The problem>
Copy out every row below word for word, leaving out the pictures.

Supplied information>
────────────────────
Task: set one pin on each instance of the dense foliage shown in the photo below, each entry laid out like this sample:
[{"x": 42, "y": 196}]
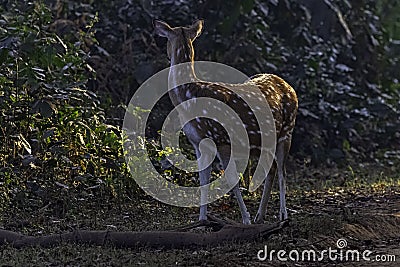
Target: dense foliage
[
  {"x": 340, "y": 56},
  {"x": 53, "y": 129}
]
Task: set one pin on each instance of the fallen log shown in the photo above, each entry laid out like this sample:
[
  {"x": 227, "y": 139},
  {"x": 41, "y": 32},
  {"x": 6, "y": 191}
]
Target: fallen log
[{"x": 153, "y": 239}]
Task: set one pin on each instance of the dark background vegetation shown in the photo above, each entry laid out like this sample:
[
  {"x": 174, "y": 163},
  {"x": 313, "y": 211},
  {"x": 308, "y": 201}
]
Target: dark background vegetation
[{"x": 68, "y": 68}]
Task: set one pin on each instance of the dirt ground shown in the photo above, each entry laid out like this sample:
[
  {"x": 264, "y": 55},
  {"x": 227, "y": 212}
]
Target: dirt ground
[{"x": 360, "y": 213}]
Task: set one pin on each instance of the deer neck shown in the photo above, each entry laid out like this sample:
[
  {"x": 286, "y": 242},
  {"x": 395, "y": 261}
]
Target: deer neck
[{"x": 181, "y": 72}]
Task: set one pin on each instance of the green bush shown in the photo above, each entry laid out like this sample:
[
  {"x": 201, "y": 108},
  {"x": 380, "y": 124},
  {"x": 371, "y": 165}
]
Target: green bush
[{"x": 54, "y": 133}]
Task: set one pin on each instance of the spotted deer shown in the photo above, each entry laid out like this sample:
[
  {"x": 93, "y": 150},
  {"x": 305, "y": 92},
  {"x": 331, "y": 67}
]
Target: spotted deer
[{"x": 279, "y": 95}]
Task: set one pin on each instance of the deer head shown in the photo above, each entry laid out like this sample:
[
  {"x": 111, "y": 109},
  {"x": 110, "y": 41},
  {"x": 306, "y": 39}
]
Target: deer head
[{"x": 180, "y": 39}]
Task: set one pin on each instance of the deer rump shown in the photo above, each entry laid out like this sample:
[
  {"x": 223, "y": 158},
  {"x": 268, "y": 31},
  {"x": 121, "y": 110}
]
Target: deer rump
[{"x": 275, "y": 91}]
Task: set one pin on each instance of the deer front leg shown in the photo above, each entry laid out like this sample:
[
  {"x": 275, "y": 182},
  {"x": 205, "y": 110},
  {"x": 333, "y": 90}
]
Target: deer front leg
[
  {"x": 281, "y": 155},
  {"x": 232, "y": 177},
  {"x": 268, "y": 183}
]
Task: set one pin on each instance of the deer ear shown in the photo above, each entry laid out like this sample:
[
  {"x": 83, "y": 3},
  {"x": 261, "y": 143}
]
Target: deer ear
[
  {"x": 195, "y": 29},
  {"x": 161, "y": 28}
]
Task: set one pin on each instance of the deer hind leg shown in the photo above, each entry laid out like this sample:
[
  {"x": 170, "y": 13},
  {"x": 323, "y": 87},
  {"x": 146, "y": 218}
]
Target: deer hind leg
[
  {"x": 204, "y": 174},
  {"x": 268, "y": 183},
  {"x": 232, "y": 176},
  {"x": 282, "y": 151}
]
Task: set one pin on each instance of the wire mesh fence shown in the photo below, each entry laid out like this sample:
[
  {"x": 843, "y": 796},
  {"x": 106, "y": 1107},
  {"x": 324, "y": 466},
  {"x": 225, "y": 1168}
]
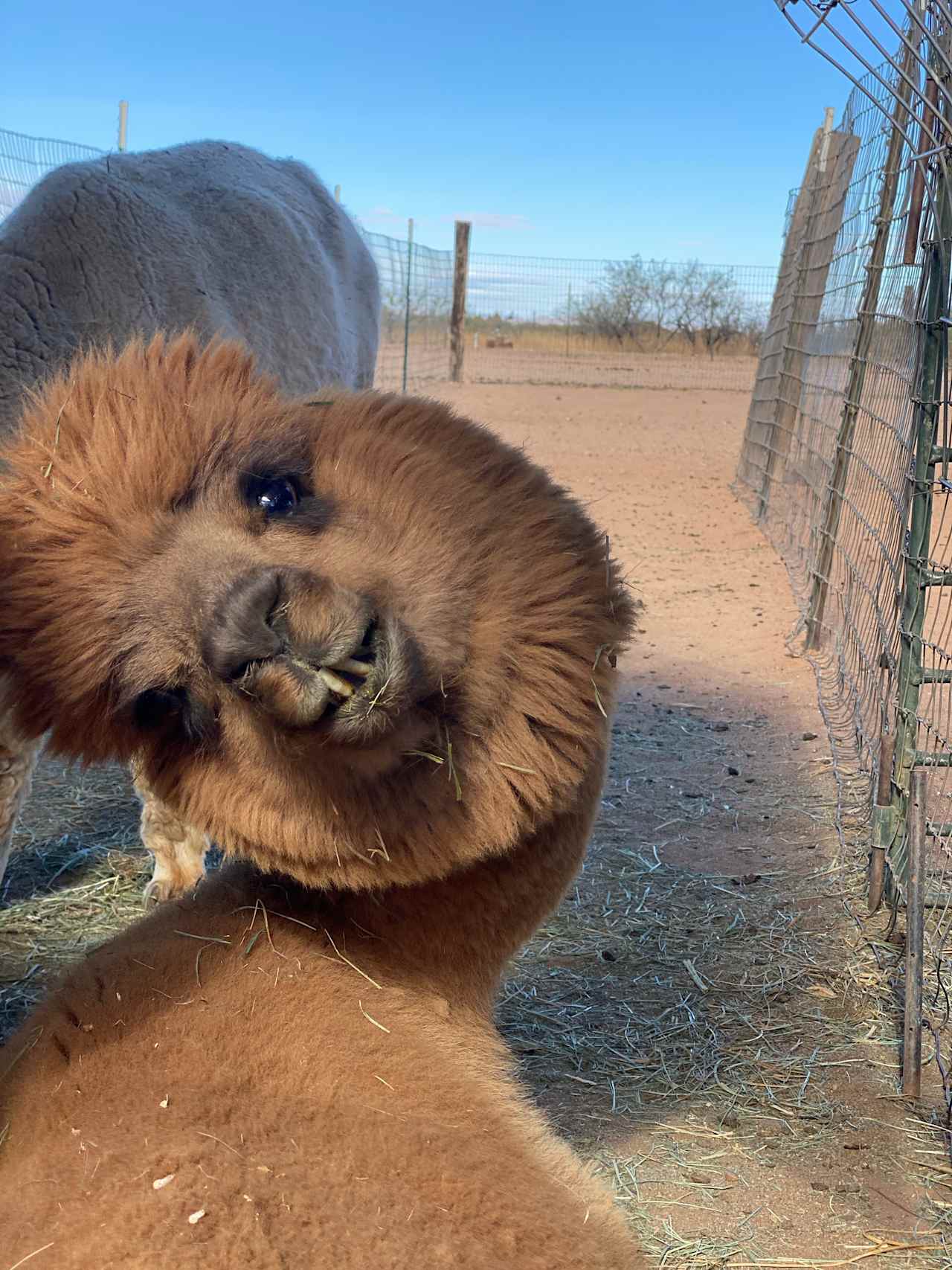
────────────────────
Answer in full>
Task: set one pin on each instance of the dense foliage shown in the photo below, each entry laid out like this sample:
[{"x": 42, "y": 196}]
Target: dense foliage
[
  {"x": 340, "y": 56},
  {"x": 53, "y": 129}
]
Task: set one pin on each instance of the fallen log shown in the photo above, each entry laid out like this sample:
[
  {"x": 227, "y": 139},
  {"x": 41, "y": 32},
  {"x": 6, "y": 191}
]
Target: fallen log
[{"x": 153, "y": 239}]
Task: set one pin on each instance of the dark background vegetation shown in the photo above, each entry laid out like this sample:
[
  {"x": 174, "y": 163},
  {"x": 313, "y": 211},
  {"x": 308, "y": 201}
]
Target: dark background vegetation
[{"x": 68, "y": 68}]
Task: set one pin on each instance of the dirt ground shown in the photo above, each entry laid out like this sample:
[
  {"x": 264, "y": 55},
  {"x": 227, "y": 212}
]
Target: dirt ground
[{"x": 360, "y": 213}]
Task: set one pin on each instance of the deer neck shown in the photo above, each entry laid out like this sample:
[
  {"x": 286, "y": 242},
  {"x": 395, "y": 261}
]
Target: deer neck
[{"x": 181, "y": 72}]
Task: set one pin on each instance of the green bush shown in the photo above, each entry laid out like this sample:
[
  {"x": 201, "y": 108},
  {"x": 380, "y": 124},
  {"x": 371, "y": 165}
]
Target: green bush
[{"x": 54, "y": 133}]
Task: set one pin on each instance of the spotted deer shown in the photo above, each entry laid out like this sample:
[
  {"x": 93, "y": 150},
  {"x": 305, "y": 92},
  {"x": 331, "y": 67}
]
Target: spotted deer
[{"x": 279, "y": 95}]
Task: set one pin on each instance of the deer head shown in the photo above, each entry laid out like this sample:
[
  {"x": 111, "y": 109},
  {"x": 110, "y": 41},
  {"x": 306, "y": 39}
]
Target: deer head
[{"x": 180, "y": 39}]
Task: set one pin on each instance of the deer rump shown in the photo above, each entry laid out like this sample:
[
  {"x": 223, "y": 158},
  {"x": 268, "y": 31},
  {"x": 121, "y": 110}
]
Target: deer rump
[{"x": 275, "y": 91}]
Task: set one pin on each instance of the deer front leg shown in the photo above, each entry laid out like this sample:
[
  {"x": 275, "y": 182},
  {"x": 205, "y": 110},
  {"x": 333, "y": 90}
]
Target: deer front leg
[
  {"x": 281, "y": 155},
  {"x": 232, "y": 177},
  {"x": 268, "y": 183}
]
Task: set one pin on each instance of the deer ear shown in the photo above, each entry laid out like this sample:
[
  {"x": 83, "y": 3},
  {"x": 261, "y": 143}
]
Target: deer ear
[
  {"x": 195, "y": 29},
  {"x": 161, "y": 28}
]
Task: set one pin on each instance of the deer hind leg shown in the photo above, each entry laid out like this sample:
[
  {"x": 170, "y": 13},
  {"x": 323, "y": 87},
  {"x": 146, "y": 218}
]
Target: deer hind leg
[
  {"x": 204, "y": 174},
  {"x": 268, "y": 183},
  {"x": 232, "y": 176},
  {"x": 282, "y": 151}
]
Task: set one pin on each instance of the wire mesh fence shown in the photo below, each entry laid out like this sample:
[
  {"x": 843, "y": 796},
  {"x": 106, "y": 1107},
  {"x": 324, "y": 466},
  {"x": 225, "y": 1168}
]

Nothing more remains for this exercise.